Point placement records
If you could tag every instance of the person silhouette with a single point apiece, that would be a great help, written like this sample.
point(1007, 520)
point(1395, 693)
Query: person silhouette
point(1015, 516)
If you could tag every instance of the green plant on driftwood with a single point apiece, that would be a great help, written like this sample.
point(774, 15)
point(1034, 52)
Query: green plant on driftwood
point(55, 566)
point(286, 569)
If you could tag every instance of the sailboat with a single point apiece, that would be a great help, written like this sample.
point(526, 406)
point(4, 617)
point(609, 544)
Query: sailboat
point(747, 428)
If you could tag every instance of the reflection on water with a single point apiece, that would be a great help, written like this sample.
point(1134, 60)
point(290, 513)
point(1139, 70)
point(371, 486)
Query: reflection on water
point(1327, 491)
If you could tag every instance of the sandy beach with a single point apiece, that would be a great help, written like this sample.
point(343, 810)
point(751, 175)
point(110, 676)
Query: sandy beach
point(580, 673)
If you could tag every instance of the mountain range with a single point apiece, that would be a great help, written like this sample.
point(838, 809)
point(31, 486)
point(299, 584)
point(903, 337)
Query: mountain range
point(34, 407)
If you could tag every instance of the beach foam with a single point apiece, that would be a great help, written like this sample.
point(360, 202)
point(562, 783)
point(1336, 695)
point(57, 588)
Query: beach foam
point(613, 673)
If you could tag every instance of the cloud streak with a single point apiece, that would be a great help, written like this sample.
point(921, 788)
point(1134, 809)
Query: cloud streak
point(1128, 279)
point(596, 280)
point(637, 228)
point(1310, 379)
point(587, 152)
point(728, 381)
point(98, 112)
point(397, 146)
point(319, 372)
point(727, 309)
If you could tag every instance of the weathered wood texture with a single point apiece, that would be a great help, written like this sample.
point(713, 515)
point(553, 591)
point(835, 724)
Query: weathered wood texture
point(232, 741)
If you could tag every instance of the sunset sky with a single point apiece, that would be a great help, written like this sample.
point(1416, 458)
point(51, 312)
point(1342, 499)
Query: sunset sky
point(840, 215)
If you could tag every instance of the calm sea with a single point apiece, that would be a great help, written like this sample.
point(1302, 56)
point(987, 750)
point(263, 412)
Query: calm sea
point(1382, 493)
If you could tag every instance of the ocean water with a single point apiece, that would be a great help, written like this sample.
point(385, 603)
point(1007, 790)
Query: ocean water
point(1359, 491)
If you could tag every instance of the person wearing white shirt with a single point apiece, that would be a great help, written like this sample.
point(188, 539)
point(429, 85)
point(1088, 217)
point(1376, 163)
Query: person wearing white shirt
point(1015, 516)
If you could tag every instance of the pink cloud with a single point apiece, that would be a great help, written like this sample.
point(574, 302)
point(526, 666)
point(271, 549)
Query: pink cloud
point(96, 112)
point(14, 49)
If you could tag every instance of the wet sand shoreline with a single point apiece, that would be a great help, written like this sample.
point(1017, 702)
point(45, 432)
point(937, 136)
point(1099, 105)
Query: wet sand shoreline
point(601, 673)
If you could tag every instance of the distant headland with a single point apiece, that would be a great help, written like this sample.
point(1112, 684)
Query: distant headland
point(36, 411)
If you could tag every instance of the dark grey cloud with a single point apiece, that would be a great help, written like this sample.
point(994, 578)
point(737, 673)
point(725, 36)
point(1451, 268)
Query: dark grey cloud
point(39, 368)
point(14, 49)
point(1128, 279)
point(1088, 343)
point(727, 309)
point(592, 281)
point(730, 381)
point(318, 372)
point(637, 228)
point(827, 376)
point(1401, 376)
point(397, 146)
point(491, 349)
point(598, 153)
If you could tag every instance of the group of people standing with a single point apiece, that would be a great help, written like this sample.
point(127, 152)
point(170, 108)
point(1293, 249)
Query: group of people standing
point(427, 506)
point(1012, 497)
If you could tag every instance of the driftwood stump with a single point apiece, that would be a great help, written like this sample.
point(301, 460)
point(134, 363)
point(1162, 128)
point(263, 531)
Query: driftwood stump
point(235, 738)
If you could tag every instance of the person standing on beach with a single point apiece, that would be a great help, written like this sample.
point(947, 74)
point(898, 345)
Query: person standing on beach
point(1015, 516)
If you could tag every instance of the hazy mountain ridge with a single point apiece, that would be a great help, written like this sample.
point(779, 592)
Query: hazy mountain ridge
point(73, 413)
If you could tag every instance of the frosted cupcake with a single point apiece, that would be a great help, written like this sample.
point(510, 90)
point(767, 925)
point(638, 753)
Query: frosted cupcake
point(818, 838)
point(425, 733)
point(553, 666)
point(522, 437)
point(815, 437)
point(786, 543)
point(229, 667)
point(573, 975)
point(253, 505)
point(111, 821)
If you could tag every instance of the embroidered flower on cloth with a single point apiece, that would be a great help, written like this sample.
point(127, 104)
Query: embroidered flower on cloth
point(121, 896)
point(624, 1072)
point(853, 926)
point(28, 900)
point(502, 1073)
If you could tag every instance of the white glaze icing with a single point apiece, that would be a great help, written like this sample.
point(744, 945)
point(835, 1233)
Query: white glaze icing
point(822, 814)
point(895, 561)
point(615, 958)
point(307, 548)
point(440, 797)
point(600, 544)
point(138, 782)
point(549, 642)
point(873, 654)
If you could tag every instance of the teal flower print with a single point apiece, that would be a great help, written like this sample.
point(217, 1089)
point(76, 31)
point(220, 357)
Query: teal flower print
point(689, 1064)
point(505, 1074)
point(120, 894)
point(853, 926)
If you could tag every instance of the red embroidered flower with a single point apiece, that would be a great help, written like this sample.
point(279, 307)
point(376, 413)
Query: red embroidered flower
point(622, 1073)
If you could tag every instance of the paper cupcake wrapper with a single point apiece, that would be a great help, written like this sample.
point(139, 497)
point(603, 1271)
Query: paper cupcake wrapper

* _Problem statement_: Every line above should be written out again exactly as it stands.

* _Expected answer_:
If you could tag every instance of the person silhouette with a single point apiece, that would be a great help, written like this sample.
point(1007, 520)
point(1395, 693)
Query: person silhouette
point(1015, 516)
If you could tag every instance of the green plant on driftwood with a single point apiece, that would be a great help, written like this sample.
point(774, 15)
point(1034, 52)
Query: green plant on driftwood
point(55, 566)
point(286, 569)
If you could tag every instance of the sailboat with a single point apiece, that would be a great help, written like this sample.
point(526, 406)
point(4, 617)
point(609, 544)
Query: sailboat
point(747, 428)
If you could tag every instance of the reflection on water with a single point apiece, that would be a great help, written like this sample.
point(1134, 60)
point(290, 513)
point(1139, 70)
point(371, 486)
Query: reflection on water
point(1327, 491)
If you could tag every instance of the sandy beach with a single point apiece, that would be a great help, written like this sample.
point(343, 810)
point(751, 175)
point(110, 676)
Query: sandy beach
point(580, 673)
If you could tag every instance of the mountain range with a single point apiece, that would be a great help, written like this sample.
point(838, 809)
point(31, 486)
point(299, 584)
point(903, 337)
Query: mountain range
point(34, 407)
If you could tag every instance of the beach foam with a single point apiece, that would be a great help, written like this sample.
point(360, 202)
point(562, 783)
point(1336, 695)
point(57, 588)
Query: beach foam
point(613, 673)
If you could tag every instance of the cloud streak with a single point apiece, that would be a great help, written like this sample.
point(921, 788)
point(1134, 809)
Query: cloud streak
point(1128, 279)
point(596, 280)
point(637, 228)
point(1310, 379)
point(587, 152)
point(728, 381)
point(98, 112)
point(397, 146)
point(319, 372)
point(727, 309)
If you could tag every instance of the weathered wood texture with a single point apiece, that would be a great help, written like this sample.
point(713, 515)
point(553, 591)
point(835, 724)
Query: weathered wood texture
point(232, 741)
If you could tag every instance of the sunset sky with a single point apiece, that would be a great help, written like this sample.
point(1416, 458)
point(51, 312)
point(1342, 499)
Query: sunset sky
point(840, 215)
If you could tag every instance of the calm sea with a single point apiece, that would be a great help, written like this sample.
point(1302, 56)
point(987, 750)
point(263, 412)
Query: calm sea
point(1382, 493)
If you could tag every instance of the ocean water with a single point apiece, that would be a great help, written like this sample.
point(385, 603)
point(1007, 790)
Query: ocean water
point(1359, 491)
If you could tag every instance of the person wearing white shirt with a single point apiece, that would be a great help, written like this sample.
point(188, 539)
point(429, 85)
point(1088, 217)
point(1376, 163)
Query: person wearing white shirt
point(1015, 516)
If you could tag every instance of the pink cloud with a single point apiece, that would be a great help, written like this sample.
point(574, 302)
point(526, 666)
point(271, 549)
Query: pink cloud
point(96, 112)
point(14, 49)
If you could tag every instance of the wet sand shoreline with a single point apiece, that would be a great help, written like this sample.
point(1017, 702)
point(45, 432)
point(937, 136)
point(1099, 105)
Query: wet sand shoreline
point(601, 673)
If you could tag every instance of the distant headland with a single point apiece, that would be a great help, written like this sample.
point(1112, 684)
Query: distant headland
point(36, 411)
If you could tag every instance of the dark grey cloud with a single point apiece, that would be a great help, written like this sample.
point(994, 578)
point(737, 673)
point(725, 36)
point(1451, 268)
Query: dark grey cloud
point(39, 368)
point(14, 49)
point(1128, 279)
point(1088, 343)
point(727, 309)
point(592, 281)
point(730, 381)
point(318, 372)
point(637, 228)
point(827, 376)
point(1401, 376)
point(397, 146)
point(491, 349)
point(598, 153)
If you could tag every instance of the group of people standing with a single point apiece, that would be a great help, written like this sample.
point(127, 152)
point(170, 108)
point(1293, 249)
Query: group of people standing
point(427, 506)
point(1012, 497)
If you could tag every instance of the driftwood stump with a single point apiece, that would be a great help, written like this sample.
point(301, 460)
point(134, 363)
point(1162, 128)
point(263, 531)
Query: driftwood stump
point(235, 738)
If you could tag every instance of the person standing on beach with a single point apiece, that would be a great help, written like this sample.
point(947, 74)
point(898, 345)
Query: person standing on beach
point(1015, 516)
If you could tag every instance of the hazy mountain ridge with a single point apiece, that would be a great help, written like this sample.
point(779, 592)
Query: hazy mountain ridge
point(73, 413)
If you could tag every instance of the frosted cupcake with a single point apiece, that would be a great help, written like this sample.
point(510, 90)
point(767, 925)
point(638, 753)
Query: frosted cupcake
point(818, 838)
point(425, 733)
point(553, 666)
point(522, 437)
point(815, 437)
point(786, 543)
point(229, 667)
point(573, 975)
point(253, 505)
point(111, 821)
If you could tag every instance of the embroidered flower on cloth with a single point apiece, that would be a great help, written like this sample.
point(127, 104)
Query: embroidered flower on cloth
point(121, 896)
point(624, 1072)
point(853, 926)
point(28, 900)
point(502, 1073)
If you could tag every instance of the white glaze icing with a single point apiece, that would be a great help, written like this sample.
point(744, 945)
point(835, 1233)
Query: white glaze icing
point(822, 814)
point(895, 561)
point(615, 958)
point(307, 548)
point(440, 797)
point(600, 544)
point(138, 782)
point(549, 642)
point(873, 654)
If you could tag every instance of the teal flower print with a single point apiece, that would be a great help, written like this sample.
point(217, 1089)
point(76, 31)
point(220, 357)
Query: teal flower print
point(689, 1064)
point(505, 1074)
point(120, 894)
point(853, 926)
If you could tag every instance of the red embroidered flower with a single point apiece, that would be a great help, written like this sample.
point(279, 307)
point(376, 413)
Query: red embroidered flower
point(622, 1073)
If you could tag every instance of the paper cupcake wrapper with a single point apiece, that would be a great help, written like this sample.
point(139, 497)
point(603, 1271)
Query: paper cupcake wrapper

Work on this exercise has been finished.